- [Task directions] Starting with the line that contains "In every <instance>" and stopping after the line that contains "positive clicks: (200, 159) (198, 160)", return each line below exactly as written, with no others.
:::::
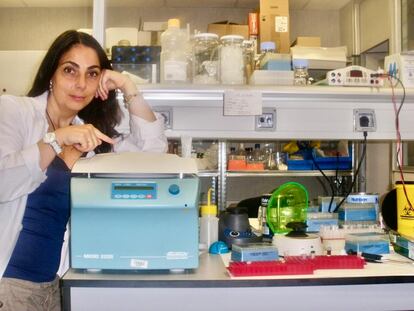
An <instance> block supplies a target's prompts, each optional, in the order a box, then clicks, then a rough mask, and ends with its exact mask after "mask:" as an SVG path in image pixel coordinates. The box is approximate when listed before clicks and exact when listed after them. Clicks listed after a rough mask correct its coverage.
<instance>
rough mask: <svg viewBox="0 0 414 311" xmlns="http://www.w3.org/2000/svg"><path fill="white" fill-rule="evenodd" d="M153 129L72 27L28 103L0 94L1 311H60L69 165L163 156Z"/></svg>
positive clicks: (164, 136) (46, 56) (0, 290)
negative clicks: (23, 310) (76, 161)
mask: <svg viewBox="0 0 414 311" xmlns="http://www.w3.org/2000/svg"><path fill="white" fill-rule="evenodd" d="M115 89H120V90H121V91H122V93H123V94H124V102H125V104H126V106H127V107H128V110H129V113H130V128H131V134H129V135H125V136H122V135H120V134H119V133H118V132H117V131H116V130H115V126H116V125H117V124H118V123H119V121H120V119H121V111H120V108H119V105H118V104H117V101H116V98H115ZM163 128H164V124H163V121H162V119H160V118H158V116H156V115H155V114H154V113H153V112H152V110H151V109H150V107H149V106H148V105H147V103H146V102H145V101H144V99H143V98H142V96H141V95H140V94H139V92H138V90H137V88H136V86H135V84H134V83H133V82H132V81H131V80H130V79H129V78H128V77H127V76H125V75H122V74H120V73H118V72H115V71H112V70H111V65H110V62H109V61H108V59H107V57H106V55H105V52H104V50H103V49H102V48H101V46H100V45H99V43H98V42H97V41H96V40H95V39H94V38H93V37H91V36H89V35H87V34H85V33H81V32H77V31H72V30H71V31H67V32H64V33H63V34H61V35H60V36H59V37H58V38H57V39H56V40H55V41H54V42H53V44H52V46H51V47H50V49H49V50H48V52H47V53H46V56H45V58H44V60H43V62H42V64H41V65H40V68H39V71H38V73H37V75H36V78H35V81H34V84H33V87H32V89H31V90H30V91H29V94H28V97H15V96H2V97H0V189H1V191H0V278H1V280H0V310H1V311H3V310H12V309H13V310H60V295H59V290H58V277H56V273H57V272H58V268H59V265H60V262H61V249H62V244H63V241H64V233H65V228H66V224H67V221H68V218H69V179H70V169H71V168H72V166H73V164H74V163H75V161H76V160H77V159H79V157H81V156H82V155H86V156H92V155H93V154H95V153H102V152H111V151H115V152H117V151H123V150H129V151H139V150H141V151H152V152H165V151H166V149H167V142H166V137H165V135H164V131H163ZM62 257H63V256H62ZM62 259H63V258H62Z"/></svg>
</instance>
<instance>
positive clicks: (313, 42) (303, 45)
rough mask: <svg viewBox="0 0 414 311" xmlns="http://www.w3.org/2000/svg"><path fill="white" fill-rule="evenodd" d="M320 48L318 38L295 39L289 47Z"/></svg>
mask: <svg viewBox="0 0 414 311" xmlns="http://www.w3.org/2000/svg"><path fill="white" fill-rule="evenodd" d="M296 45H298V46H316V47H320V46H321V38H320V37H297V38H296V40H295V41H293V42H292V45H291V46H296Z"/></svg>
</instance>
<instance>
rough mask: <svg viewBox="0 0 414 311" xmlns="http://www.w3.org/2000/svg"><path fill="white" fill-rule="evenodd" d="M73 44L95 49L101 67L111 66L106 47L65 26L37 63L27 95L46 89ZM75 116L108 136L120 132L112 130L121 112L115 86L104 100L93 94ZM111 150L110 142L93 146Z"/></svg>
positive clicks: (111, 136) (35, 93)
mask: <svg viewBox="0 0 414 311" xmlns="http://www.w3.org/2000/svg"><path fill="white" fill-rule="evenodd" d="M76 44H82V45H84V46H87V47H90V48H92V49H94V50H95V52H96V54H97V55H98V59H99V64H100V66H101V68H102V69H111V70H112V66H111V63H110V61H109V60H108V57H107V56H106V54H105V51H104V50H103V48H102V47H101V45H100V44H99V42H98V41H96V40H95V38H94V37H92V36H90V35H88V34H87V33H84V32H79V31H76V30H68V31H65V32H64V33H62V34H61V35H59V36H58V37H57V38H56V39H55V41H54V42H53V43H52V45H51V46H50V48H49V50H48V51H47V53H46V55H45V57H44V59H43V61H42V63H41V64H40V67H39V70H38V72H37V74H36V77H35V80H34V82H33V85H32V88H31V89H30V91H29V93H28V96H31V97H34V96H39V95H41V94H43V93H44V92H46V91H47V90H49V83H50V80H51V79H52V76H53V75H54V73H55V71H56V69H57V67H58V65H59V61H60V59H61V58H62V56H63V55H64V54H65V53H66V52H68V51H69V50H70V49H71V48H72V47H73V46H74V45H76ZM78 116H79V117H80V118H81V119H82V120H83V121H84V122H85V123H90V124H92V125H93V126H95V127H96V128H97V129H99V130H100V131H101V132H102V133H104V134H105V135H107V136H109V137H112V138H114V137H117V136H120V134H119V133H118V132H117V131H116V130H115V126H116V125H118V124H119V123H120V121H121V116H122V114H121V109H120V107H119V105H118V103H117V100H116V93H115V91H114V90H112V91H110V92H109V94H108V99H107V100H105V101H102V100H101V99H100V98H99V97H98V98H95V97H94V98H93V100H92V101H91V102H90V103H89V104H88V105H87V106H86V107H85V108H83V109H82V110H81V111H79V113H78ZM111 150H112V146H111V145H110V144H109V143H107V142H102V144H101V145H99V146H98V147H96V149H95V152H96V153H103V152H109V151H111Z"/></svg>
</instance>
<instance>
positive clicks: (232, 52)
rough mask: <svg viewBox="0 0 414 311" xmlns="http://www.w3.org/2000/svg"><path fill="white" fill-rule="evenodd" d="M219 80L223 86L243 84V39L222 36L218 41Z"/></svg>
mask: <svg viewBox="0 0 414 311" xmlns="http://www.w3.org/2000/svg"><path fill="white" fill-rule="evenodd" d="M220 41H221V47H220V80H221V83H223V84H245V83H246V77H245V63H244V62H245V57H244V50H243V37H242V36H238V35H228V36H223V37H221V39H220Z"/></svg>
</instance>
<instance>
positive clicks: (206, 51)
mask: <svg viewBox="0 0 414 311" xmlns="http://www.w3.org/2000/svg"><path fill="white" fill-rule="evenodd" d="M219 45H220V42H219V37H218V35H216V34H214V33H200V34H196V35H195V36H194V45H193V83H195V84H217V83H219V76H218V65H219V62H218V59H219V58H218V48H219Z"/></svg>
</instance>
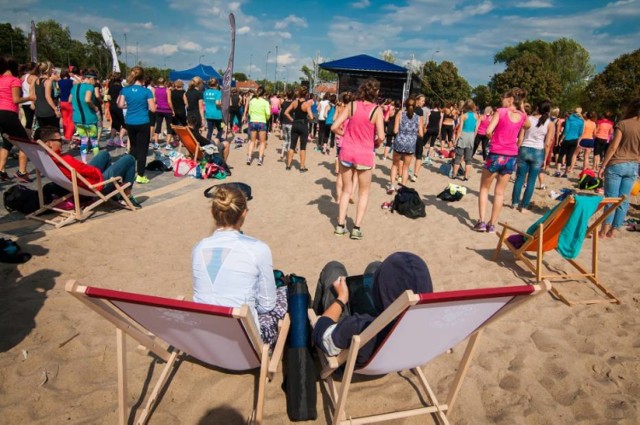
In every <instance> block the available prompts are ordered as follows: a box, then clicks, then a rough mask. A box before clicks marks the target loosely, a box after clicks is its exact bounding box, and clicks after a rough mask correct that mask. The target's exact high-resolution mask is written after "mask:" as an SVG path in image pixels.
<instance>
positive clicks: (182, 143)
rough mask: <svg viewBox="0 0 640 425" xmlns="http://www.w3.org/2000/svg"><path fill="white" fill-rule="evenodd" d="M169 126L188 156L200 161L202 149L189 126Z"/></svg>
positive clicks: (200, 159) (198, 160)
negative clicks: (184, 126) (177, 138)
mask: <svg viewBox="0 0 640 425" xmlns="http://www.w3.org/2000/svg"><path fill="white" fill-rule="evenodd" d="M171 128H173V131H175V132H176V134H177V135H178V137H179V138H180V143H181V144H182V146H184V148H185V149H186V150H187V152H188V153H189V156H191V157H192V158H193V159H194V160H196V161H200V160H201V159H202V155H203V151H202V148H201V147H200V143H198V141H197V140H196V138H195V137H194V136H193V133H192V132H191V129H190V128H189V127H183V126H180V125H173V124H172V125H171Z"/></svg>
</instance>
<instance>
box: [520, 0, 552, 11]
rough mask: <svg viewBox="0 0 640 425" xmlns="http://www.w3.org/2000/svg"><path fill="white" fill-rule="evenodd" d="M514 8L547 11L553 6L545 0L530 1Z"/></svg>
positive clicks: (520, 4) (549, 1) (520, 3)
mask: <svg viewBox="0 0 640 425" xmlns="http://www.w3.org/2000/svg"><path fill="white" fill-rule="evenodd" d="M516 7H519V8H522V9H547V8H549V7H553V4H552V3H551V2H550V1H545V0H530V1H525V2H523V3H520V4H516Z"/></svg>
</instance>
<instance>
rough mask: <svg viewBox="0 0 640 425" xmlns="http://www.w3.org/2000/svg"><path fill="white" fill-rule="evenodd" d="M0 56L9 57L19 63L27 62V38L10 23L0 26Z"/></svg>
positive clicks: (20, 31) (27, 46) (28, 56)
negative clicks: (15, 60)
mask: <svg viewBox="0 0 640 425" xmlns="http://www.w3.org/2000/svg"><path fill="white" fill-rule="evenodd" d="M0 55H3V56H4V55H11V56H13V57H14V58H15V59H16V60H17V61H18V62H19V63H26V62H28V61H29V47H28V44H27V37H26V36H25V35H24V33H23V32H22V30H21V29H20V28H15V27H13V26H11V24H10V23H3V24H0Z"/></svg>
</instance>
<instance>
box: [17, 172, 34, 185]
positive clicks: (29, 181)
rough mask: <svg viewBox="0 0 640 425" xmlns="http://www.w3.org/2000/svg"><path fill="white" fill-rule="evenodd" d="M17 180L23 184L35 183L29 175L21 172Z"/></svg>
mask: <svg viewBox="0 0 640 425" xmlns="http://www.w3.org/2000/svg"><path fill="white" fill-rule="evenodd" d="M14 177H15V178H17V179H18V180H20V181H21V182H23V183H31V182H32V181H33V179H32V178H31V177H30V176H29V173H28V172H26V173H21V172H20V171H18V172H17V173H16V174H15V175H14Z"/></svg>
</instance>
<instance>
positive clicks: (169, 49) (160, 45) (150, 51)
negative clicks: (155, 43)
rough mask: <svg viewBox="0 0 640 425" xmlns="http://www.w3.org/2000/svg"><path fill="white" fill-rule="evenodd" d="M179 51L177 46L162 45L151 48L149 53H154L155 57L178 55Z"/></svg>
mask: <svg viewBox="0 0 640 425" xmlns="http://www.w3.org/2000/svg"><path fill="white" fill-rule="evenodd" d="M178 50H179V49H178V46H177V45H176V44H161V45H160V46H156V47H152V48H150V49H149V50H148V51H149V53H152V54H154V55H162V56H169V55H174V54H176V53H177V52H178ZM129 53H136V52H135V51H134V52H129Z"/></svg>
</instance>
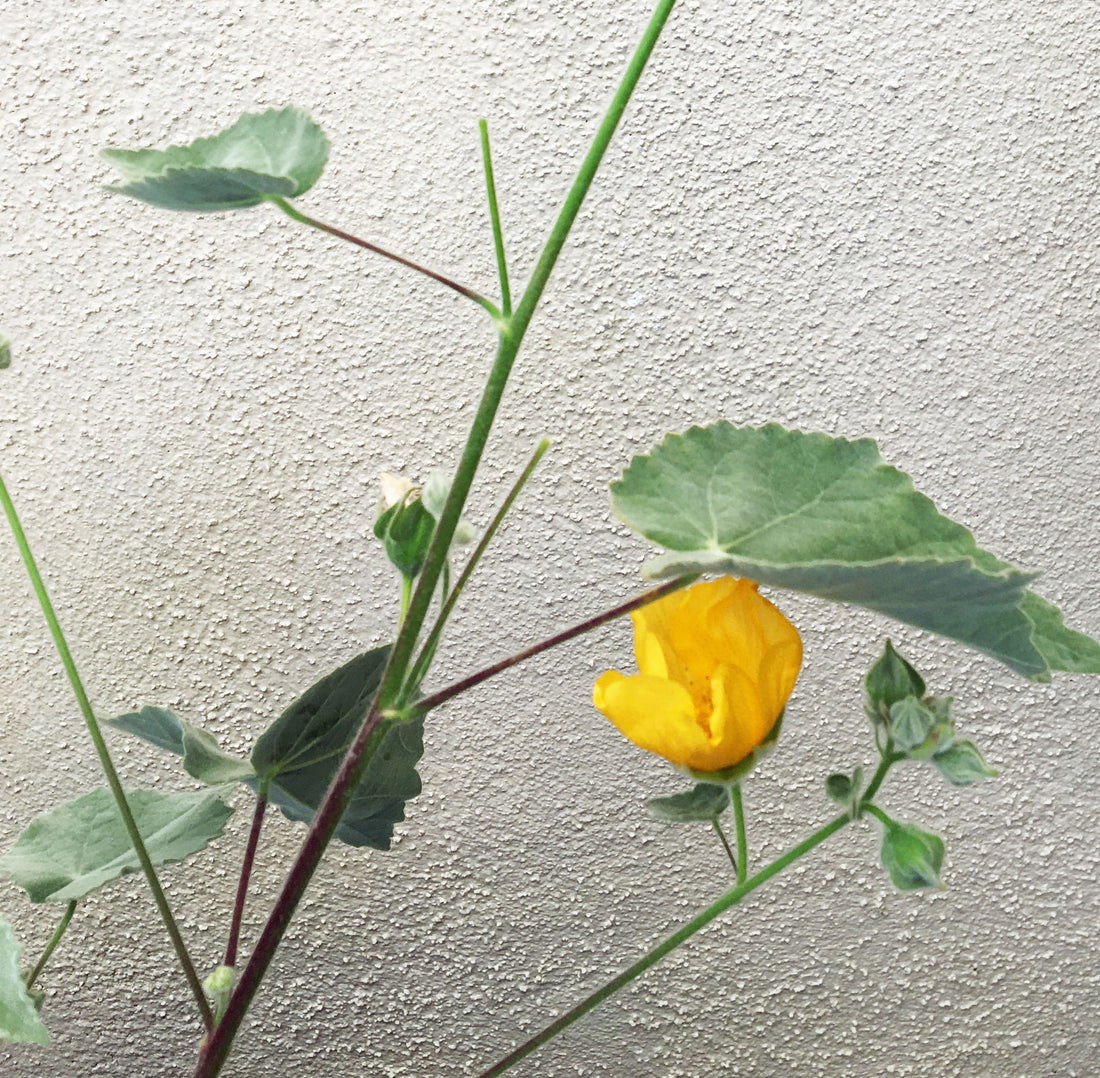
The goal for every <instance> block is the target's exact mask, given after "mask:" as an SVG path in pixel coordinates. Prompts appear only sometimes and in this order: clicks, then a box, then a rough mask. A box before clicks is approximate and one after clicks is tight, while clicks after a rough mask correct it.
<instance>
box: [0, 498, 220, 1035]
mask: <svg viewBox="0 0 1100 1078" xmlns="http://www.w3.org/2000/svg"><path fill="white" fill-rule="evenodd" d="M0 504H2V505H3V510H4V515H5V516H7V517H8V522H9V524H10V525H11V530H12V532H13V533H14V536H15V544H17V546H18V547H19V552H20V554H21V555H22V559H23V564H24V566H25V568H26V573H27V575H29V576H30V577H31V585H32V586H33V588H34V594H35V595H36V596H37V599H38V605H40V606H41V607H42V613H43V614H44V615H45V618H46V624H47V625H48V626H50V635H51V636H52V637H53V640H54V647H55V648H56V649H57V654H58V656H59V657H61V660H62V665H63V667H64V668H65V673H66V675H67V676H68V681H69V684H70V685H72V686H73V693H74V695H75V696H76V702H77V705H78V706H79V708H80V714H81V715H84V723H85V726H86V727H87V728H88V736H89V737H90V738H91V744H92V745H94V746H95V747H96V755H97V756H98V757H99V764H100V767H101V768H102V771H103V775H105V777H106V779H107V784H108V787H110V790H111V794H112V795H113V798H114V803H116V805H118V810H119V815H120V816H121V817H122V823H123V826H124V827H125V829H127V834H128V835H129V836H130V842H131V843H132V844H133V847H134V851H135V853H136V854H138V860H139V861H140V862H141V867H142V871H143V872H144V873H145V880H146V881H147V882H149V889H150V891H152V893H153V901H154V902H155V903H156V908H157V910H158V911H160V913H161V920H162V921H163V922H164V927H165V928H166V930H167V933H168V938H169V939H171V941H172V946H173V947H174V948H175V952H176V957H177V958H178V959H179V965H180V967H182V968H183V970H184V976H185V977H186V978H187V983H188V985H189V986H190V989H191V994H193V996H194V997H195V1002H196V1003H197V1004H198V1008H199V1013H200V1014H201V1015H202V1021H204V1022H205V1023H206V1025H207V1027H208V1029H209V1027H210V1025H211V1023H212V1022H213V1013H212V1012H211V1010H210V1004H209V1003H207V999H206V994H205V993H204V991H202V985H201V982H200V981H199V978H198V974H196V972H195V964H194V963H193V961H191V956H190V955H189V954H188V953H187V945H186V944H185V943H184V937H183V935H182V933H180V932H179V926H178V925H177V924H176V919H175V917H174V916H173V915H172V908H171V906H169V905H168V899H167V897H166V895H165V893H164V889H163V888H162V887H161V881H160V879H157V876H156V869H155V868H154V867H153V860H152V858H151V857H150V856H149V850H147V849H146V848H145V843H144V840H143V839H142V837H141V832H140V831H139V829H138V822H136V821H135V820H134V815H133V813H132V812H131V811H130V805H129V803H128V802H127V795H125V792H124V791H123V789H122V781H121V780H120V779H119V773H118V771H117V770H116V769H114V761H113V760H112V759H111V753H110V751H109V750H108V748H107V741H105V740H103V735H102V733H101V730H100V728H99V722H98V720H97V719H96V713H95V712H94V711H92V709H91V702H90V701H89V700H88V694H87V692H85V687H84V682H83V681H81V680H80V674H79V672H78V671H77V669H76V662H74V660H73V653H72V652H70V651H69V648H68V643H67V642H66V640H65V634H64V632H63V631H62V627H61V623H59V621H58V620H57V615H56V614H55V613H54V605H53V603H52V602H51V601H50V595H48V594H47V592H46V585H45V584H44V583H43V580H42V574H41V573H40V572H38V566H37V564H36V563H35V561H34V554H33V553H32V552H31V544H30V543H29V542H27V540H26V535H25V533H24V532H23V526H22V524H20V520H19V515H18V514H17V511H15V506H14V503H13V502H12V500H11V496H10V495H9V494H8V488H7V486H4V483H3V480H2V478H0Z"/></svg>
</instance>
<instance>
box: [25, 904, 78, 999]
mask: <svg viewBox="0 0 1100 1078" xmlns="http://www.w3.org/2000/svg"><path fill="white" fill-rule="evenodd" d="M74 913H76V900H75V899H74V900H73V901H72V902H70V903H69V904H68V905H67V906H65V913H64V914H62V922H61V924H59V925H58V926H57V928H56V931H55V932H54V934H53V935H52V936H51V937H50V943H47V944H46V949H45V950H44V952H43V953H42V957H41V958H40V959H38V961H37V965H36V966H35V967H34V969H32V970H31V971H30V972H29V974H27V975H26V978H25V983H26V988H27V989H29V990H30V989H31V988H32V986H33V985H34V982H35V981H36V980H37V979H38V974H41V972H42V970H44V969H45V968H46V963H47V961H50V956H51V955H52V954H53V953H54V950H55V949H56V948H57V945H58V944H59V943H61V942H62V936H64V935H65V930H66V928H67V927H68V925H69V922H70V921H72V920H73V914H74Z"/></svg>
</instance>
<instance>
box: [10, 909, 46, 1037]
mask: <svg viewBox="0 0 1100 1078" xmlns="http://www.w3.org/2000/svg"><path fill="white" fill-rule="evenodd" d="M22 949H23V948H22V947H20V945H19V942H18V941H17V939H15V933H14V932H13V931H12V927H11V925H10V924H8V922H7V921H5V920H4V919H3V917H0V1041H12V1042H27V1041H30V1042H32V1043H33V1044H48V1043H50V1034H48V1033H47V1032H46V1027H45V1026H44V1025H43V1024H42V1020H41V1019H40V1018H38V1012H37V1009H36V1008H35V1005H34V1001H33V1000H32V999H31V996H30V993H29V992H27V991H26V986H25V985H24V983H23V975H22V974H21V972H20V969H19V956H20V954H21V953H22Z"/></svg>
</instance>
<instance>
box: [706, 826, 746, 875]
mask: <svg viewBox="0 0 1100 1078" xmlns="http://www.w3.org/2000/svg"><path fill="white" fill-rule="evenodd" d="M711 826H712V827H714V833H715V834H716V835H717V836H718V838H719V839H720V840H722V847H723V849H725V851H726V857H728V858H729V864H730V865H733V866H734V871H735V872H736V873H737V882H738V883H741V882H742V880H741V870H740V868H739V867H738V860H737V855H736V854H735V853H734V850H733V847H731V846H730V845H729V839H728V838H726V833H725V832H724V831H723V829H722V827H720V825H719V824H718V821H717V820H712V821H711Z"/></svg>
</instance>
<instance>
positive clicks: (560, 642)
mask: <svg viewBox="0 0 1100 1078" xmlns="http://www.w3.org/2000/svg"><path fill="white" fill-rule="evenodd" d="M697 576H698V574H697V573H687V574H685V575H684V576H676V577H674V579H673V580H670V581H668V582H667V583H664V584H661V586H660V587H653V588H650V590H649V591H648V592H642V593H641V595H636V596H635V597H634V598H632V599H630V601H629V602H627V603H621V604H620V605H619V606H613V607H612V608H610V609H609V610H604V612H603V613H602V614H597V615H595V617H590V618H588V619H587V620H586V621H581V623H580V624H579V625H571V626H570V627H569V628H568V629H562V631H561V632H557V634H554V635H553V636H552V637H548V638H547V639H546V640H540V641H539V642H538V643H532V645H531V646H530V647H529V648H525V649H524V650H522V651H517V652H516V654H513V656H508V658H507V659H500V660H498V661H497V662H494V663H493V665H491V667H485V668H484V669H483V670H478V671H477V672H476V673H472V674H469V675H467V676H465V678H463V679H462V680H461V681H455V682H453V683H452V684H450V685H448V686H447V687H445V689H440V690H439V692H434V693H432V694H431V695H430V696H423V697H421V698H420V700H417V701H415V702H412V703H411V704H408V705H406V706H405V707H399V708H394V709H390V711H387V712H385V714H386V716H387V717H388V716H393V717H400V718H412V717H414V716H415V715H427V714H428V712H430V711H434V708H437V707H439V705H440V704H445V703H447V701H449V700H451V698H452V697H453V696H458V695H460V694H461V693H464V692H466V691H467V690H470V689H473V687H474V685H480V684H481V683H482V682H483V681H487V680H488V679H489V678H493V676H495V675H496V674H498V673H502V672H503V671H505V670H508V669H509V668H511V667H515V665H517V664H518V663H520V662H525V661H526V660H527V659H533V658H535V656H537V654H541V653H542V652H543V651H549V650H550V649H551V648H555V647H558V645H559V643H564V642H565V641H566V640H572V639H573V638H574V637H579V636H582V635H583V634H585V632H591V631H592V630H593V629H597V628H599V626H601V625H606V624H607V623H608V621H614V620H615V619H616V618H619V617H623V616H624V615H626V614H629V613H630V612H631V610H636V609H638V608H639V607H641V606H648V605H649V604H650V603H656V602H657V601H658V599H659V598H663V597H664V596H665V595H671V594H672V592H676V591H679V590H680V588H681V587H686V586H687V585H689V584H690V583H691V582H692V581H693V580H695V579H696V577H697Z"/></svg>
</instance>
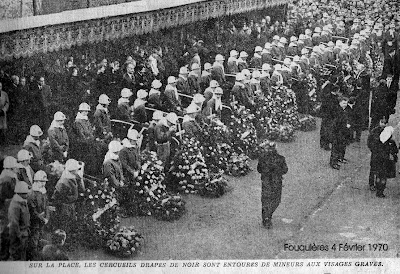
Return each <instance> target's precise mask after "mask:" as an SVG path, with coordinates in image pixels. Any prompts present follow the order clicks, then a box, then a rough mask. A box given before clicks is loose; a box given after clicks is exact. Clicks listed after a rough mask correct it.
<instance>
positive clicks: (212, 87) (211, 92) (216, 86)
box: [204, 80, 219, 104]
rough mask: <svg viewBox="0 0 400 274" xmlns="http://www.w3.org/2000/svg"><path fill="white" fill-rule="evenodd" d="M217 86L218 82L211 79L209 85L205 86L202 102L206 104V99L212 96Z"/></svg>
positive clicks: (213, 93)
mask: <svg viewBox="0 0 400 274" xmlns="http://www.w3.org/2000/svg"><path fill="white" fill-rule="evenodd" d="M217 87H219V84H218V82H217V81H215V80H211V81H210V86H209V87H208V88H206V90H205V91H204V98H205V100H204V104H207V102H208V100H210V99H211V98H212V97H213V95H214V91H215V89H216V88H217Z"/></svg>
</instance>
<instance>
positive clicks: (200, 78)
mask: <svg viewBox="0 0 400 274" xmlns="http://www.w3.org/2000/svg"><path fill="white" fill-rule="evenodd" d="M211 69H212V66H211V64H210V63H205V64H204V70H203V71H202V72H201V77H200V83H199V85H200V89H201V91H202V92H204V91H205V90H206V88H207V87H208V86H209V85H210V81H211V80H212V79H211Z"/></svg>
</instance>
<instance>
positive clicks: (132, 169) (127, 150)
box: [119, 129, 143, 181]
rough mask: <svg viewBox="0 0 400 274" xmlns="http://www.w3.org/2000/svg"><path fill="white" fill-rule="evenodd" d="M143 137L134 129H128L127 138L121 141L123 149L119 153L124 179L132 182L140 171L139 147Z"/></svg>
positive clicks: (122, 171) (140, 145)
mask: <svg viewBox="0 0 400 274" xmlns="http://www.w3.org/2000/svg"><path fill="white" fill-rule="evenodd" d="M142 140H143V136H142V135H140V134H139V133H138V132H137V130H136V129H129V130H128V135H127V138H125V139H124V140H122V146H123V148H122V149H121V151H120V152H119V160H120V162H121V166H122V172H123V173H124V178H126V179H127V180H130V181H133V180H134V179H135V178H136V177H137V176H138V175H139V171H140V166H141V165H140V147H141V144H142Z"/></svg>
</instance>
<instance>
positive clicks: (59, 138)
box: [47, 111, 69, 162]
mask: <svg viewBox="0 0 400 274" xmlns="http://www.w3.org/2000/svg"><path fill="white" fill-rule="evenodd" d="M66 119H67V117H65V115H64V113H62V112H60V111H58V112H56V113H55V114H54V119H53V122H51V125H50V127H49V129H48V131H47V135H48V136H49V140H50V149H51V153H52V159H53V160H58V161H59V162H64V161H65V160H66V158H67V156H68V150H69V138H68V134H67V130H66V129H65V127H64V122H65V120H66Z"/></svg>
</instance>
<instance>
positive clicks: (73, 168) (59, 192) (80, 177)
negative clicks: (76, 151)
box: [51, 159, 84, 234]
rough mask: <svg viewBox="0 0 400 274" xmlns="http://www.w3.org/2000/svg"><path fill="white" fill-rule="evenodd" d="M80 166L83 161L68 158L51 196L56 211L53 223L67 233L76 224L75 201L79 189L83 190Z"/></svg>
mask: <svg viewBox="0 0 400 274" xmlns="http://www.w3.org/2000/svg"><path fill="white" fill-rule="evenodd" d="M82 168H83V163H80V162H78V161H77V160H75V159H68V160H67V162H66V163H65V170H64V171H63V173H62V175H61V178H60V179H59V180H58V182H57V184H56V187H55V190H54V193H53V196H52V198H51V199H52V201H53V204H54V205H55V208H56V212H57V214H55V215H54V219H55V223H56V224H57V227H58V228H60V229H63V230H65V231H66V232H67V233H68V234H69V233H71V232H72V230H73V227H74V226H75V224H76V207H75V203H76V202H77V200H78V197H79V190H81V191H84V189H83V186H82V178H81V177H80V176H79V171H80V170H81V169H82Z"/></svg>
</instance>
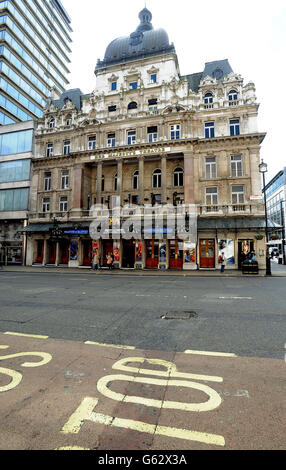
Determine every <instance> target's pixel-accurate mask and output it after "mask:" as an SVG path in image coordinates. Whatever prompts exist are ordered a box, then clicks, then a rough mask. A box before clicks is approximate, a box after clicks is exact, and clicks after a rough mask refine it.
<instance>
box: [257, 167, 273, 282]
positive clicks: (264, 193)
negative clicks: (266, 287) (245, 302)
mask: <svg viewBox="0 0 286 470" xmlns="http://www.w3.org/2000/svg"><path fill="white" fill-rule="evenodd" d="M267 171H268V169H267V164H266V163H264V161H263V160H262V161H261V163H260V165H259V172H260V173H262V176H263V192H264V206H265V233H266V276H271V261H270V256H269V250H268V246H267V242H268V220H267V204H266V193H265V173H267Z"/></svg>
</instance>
:::::
- [Answer to this problem]
In every <instance> block the available prompts are ordered as follows: a box, then clicks, then a rough mask. A box before clicks marks the target loosely, a box after clicks is its exact bounding box, and clicks after a rough mask correct that mask. The target's exact high-resolution mask is written after "mask:" as an SVG path in image pixels.
<instance>
positive clicks: (182, 143)
rough mask: <svg viewBox="0 0 640 425" xmlns="http://www.w3.org/2000/svg"><path fill="white" fill-rule="evenodd" d="M169 126L188 156L200 161L202 149L189 126Z"/></svg>
positive clicks: (200, 159) (198, 160)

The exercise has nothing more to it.